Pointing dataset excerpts
Start
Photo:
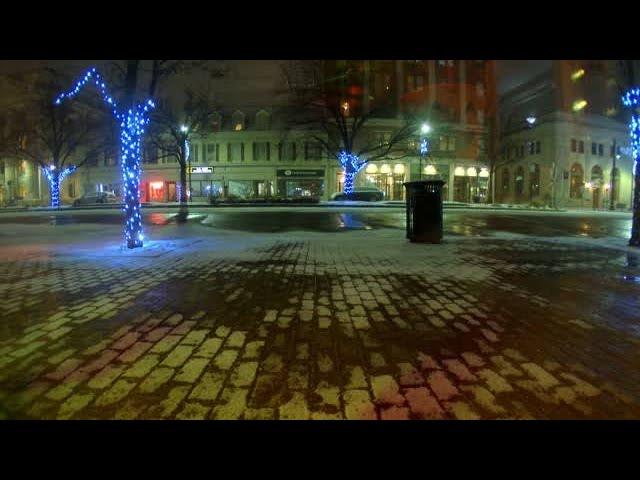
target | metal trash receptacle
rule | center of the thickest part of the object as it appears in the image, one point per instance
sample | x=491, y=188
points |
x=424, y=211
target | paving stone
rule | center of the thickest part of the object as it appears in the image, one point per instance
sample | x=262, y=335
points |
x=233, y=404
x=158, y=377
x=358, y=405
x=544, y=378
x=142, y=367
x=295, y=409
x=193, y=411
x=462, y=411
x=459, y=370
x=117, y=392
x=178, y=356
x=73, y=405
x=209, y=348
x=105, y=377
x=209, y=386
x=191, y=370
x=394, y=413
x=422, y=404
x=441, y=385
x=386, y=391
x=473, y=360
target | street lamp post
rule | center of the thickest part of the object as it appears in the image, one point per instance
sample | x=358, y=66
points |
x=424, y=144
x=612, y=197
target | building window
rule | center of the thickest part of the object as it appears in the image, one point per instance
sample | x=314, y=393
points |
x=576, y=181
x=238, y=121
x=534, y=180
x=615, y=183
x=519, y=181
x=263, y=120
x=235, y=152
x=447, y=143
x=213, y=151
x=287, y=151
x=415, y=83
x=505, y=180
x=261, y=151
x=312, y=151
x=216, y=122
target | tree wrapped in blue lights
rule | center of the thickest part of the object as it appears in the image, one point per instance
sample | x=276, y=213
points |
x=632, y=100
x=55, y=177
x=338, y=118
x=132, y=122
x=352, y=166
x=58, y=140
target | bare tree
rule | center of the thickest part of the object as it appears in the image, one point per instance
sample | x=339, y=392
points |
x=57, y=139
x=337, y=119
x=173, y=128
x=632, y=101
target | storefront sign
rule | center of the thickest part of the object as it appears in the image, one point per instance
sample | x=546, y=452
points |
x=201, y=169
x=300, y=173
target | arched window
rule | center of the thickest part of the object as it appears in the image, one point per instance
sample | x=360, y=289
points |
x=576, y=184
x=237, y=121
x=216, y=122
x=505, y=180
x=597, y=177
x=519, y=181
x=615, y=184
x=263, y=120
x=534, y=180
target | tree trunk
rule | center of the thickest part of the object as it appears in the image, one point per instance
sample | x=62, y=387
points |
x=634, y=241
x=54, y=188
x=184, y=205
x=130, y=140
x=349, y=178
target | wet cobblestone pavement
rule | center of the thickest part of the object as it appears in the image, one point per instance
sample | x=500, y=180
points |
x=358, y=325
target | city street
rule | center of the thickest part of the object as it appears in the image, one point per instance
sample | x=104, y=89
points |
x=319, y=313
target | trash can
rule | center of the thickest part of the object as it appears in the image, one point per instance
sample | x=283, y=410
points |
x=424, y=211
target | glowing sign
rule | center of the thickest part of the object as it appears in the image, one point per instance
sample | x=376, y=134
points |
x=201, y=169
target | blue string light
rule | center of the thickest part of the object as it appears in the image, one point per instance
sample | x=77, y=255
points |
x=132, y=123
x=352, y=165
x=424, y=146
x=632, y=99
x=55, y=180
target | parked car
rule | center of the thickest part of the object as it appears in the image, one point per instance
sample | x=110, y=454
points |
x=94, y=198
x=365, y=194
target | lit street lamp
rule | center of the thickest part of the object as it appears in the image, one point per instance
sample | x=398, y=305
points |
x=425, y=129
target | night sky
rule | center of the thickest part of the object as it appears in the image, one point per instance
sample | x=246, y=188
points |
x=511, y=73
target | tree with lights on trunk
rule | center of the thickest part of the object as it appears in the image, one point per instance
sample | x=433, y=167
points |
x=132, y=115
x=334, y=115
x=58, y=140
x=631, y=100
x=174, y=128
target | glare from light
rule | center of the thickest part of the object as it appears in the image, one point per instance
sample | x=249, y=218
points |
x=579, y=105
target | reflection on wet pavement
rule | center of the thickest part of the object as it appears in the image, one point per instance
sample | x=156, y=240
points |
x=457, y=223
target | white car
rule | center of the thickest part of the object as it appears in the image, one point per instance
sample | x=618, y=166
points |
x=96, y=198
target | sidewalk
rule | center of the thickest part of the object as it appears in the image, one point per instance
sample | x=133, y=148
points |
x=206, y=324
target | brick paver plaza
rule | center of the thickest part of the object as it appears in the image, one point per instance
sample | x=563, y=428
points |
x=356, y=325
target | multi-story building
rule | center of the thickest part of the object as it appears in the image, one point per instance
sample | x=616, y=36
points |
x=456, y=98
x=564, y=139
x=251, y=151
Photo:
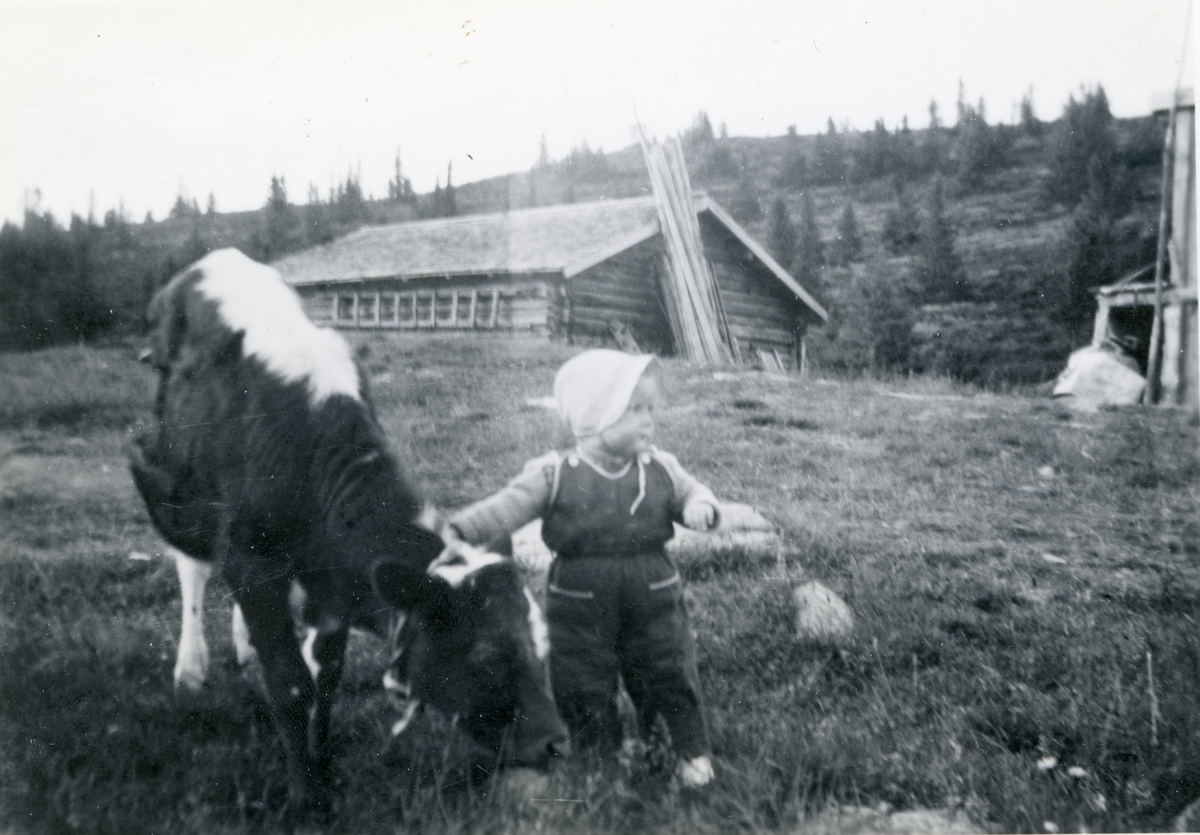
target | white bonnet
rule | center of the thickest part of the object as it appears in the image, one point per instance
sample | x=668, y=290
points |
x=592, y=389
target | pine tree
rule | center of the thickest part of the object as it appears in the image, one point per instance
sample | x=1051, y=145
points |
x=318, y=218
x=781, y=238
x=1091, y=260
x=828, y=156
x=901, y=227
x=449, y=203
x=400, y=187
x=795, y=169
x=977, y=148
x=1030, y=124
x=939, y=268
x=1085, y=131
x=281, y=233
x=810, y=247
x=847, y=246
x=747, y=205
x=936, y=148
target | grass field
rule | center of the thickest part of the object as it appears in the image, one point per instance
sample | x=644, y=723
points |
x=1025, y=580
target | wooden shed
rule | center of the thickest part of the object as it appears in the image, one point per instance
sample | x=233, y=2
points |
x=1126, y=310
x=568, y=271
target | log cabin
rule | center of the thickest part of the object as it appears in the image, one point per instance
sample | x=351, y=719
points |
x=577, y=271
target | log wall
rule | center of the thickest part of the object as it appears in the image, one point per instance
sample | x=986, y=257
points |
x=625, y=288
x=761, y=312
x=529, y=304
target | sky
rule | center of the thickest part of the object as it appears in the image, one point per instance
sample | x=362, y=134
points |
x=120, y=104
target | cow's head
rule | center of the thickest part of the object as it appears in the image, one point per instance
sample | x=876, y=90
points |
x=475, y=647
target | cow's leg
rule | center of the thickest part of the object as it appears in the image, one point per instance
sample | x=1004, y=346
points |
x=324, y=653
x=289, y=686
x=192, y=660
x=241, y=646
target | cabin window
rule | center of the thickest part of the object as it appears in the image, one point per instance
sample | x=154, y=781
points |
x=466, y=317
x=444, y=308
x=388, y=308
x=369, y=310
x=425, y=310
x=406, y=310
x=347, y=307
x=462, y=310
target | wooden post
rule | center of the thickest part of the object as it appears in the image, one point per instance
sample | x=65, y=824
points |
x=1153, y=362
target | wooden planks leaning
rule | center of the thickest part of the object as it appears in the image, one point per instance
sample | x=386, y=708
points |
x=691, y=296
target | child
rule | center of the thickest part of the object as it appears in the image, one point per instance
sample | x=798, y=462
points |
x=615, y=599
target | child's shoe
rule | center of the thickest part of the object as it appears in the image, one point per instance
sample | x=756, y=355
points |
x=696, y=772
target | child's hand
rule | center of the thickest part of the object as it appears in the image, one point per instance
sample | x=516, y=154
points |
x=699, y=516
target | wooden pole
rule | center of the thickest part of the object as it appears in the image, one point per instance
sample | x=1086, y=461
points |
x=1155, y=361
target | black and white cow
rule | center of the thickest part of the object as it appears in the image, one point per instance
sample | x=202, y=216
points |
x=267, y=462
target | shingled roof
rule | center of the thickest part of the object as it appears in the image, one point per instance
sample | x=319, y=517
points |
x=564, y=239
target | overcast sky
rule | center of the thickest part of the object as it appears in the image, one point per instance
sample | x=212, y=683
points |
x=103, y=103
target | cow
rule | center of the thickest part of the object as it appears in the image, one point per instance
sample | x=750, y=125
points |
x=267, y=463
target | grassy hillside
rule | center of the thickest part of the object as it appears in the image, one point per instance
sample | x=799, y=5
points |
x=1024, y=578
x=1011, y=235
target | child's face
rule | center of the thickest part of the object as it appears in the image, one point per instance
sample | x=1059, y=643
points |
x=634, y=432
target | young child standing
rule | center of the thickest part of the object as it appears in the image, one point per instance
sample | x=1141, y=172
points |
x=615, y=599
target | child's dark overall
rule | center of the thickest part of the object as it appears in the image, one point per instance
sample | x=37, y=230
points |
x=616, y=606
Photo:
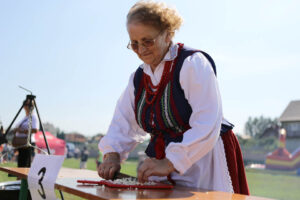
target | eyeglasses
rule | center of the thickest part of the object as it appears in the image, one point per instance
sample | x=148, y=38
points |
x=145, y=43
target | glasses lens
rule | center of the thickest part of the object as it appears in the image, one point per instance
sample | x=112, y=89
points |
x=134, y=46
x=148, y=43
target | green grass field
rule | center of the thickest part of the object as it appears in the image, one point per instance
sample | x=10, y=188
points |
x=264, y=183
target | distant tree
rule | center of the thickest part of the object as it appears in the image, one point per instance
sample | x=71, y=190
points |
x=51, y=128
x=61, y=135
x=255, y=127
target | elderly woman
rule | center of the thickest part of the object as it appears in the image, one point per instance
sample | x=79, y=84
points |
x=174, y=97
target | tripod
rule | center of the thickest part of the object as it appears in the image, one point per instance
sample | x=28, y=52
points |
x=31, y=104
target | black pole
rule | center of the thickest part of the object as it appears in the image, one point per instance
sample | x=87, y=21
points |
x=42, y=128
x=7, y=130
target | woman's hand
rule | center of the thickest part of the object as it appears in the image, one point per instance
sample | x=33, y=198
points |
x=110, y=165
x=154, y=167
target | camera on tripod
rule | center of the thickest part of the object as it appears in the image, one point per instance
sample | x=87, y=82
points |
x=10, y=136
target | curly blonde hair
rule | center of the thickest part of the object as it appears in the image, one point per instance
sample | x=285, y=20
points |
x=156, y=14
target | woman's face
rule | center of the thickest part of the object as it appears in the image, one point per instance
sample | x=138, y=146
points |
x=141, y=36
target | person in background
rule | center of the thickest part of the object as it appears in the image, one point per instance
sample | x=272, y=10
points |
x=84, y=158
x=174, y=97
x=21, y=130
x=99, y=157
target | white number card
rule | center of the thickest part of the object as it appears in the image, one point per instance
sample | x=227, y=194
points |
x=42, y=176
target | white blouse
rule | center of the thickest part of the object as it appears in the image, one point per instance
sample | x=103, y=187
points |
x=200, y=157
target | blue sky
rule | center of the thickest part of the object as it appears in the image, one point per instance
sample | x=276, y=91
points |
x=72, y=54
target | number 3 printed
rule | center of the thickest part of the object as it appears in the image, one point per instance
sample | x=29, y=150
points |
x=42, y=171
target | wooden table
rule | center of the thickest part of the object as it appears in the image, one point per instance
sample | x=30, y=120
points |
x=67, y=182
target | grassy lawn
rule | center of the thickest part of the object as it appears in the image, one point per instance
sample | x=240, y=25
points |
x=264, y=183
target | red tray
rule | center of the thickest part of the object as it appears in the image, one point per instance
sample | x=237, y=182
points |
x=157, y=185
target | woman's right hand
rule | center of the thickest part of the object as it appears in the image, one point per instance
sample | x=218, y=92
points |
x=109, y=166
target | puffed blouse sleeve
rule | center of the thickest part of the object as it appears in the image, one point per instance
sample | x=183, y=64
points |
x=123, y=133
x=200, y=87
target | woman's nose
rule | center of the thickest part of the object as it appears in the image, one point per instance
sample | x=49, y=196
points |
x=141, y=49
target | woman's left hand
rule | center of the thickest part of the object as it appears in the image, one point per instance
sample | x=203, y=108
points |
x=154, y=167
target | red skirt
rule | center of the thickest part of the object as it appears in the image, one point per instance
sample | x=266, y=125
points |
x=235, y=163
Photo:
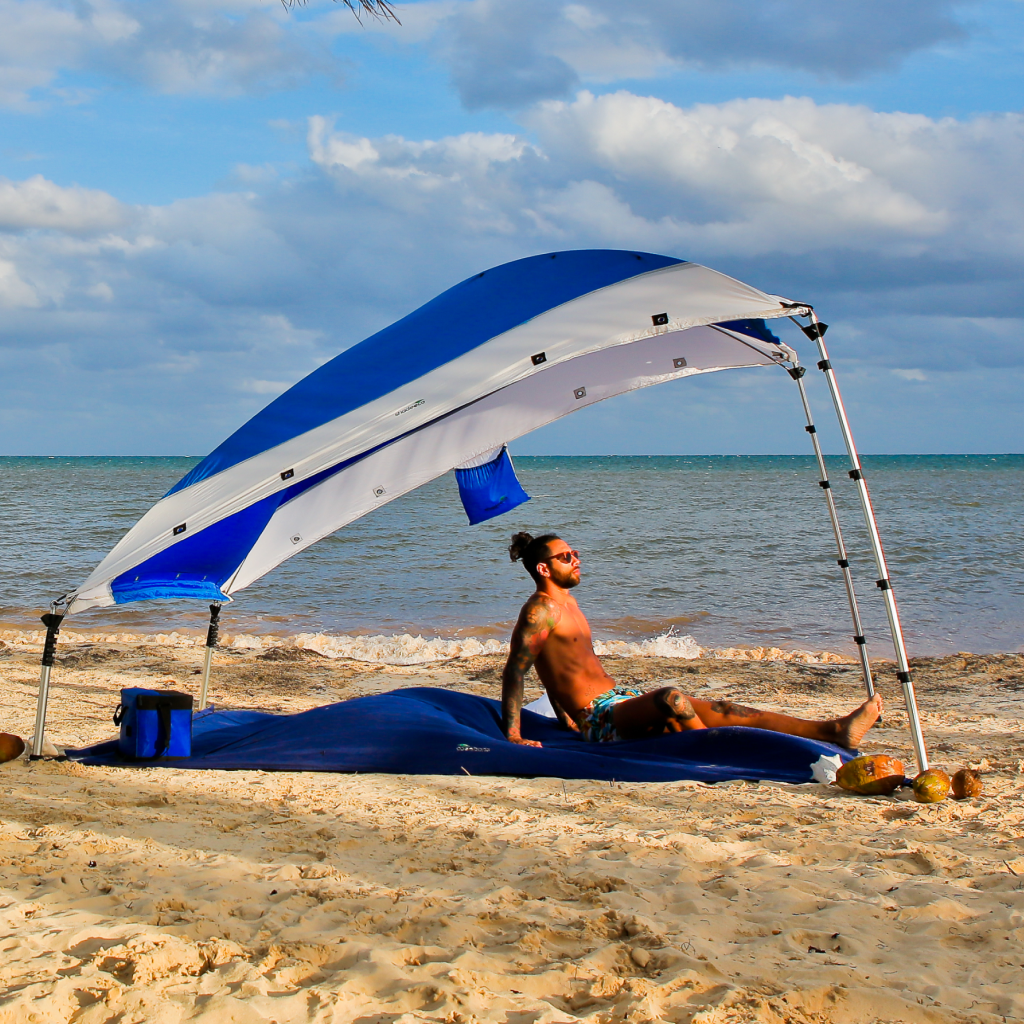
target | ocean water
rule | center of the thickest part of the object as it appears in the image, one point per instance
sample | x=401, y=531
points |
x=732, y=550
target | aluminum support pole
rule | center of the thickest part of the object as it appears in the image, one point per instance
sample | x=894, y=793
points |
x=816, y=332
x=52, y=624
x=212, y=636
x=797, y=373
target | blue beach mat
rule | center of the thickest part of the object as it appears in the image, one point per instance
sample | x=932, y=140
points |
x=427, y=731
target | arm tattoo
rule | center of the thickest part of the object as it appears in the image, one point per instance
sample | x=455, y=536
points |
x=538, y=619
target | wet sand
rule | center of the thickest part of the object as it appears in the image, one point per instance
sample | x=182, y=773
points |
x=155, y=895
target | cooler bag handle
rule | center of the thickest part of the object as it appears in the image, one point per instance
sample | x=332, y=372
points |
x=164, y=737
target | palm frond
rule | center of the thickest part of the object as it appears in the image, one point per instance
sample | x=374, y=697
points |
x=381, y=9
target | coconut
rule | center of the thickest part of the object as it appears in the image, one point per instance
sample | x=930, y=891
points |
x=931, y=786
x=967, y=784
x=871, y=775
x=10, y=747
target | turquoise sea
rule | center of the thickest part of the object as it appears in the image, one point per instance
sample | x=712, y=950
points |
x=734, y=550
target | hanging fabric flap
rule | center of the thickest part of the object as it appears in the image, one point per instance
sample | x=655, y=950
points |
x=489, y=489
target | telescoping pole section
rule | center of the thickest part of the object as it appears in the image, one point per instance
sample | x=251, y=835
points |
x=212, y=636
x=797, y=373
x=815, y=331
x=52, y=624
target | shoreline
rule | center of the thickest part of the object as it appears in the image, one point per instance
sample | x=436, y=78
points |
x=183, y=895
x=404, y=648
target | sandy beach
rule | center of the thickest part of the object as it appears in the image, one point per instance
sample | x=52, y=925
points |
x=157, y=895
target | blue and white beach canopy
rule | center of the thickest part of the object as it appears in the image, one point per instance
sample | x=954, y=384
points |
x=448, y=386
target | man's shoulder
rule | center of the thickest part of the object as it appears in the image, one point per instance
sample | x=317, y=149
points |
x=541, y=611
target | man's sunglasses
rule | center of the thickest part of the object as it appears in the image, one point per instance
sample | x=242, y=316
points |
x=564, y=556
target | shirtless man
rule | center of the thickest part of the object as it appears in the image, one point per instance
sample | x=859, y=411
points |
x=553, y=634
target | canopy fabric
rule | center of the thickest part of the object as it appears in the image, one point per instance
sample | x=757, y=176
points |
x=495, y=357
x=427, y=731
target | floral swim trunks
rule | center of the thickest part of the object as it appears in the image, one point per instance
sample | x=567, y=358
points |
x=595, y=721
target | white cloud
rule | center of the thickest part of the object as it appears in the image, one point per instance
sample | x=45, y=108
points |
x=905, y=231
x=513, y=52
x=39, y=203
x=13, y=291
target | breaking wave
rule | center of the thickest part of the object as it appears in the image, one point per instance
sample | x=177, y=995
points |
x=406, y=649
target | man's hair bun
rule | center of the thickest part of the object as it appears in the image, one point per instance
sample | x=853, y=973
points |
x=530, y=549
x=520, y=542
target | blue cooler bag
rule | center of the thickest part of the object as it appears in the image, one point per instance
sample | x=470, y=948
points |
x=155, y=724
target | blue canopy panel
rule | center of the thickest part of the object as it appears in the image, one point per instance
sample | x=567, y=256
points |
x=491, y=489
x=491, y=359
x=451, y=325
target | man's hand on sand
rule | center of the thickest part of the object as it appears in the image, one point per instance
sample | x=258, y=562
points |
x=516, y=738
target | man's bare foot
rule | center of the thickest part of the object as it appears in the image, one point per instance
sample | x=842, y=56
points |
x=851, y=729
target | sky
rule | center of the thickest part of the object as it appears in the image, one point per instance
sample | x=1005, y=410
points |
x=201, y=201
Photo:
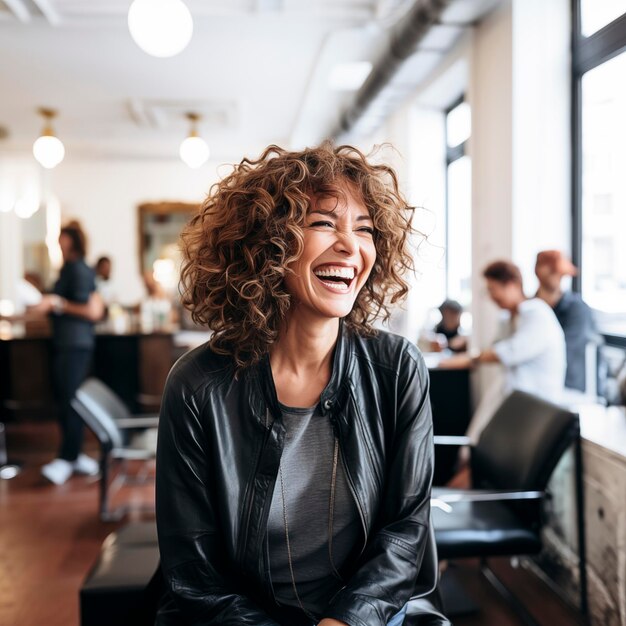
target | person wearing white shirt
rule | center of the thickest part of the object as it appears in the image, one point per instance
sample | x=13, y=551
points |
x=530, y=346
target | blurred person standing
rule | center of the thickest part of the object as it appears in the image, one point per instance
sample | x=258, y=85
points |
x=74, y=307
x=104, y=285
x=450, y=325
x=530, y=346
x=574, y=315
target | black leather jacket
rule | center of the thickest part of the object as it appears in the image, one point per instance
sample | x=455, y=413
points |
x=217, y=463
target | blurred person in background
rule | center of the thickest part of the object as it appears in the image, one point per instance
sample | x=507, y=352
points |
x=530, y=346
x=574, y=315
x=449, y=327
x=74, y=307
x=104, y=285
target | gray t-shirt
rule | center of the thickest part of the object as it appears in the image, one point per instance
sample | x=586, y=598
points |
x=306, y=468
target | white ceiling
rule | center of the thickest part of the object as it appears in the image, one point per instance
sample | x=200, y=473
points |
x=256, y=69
End
SET TASK: Copy the data word for word from its first line through the line with "x=349, y=178", including that line. Leave the pictures out.

RESULT OF THIS EXERCISE:
Photo:
target | metal trash receptacle
rule | center of the thickest part of the object as it appears in the image, one point per instance
sample | x=491, y=188
points |
x=424, y=211
target | paving stone
rule | center of the thickest part of the object as it appears in the image, one point per instance
sample | x=262, y=335
points |
x=233, y=404
x=158, y=377
x=358, y=405
x=544, y=378
x=142, y=367
x=295, y=409
x=193, y=411
x=462, y=411
x=459, y=370
x=117, y=392
x=178, y=356
x=73, y=405
x=209, y=348
x=105, y=377
x=209, y=386
x=191, y=370
x=394, y=413
x=422, y=404
x=441, y=385
x=386, y=391
x=473, y=360
target | street lamp post
rule | center of the thickest part of the object as it appears in the image, one point per instance
sample | x=358, y=66
points |
x=424, y=144
x=612, y=197
target | building window
rule | center of the thickest part of the object as it appears in the image, one point per instance
sample | x=314, y=393
points |
x=576, y=181
x=238, y=121
x=534, y=180
x=615, y=183
x=519, y=181
x=263, y=120
x=235, y=152
x=447, y=143
x=213, y=151
x=287, y=151
x=415, y=83
x=505, y=180
x=261, y=151
x=312, y=151
x=216, y=122
target | tree wrapped in blue lights
rule | center of the thickest part of the object as it appears in the image, one point per instance
sample | x=276, y=213
points |
x=632, y=100
x=55, y=177
x=338, y=118
x=132, y=122
x=352, y=166
x=58, y=140
target | bare tree
rule | center of the thickest part of the object as it appears in the image, one point per instance
sample | x=339, y=392
points |
x=57, y=139
x=337, y=119
x=173, y=128
x=632, y=101
target | storefront sign
rule | center of the thickest part of the object as it appears in the image, one point per instance
sample | x=546, y=452
points |
x=201, y=169
x=300, y=173
target | arched window
rule | center of the thickest part of the object as it appears in the image, one point per instance
sample | x=360, y=289
points |
x=576, y=184
x=237, y=121
x=216, y=122
x=505, y=180
x=597, y=177
x=519, y=181
x=615, y=184
x=263, y=120
x=534, y=180
target | tree trunk
rule | center of the thickest part of the object as it appears in the image, one point per instance
sample | x=62, y=387
points |
x=634, y=241
x=54, y=188
x=184, y=205
x=130, y=140
x=349, y=178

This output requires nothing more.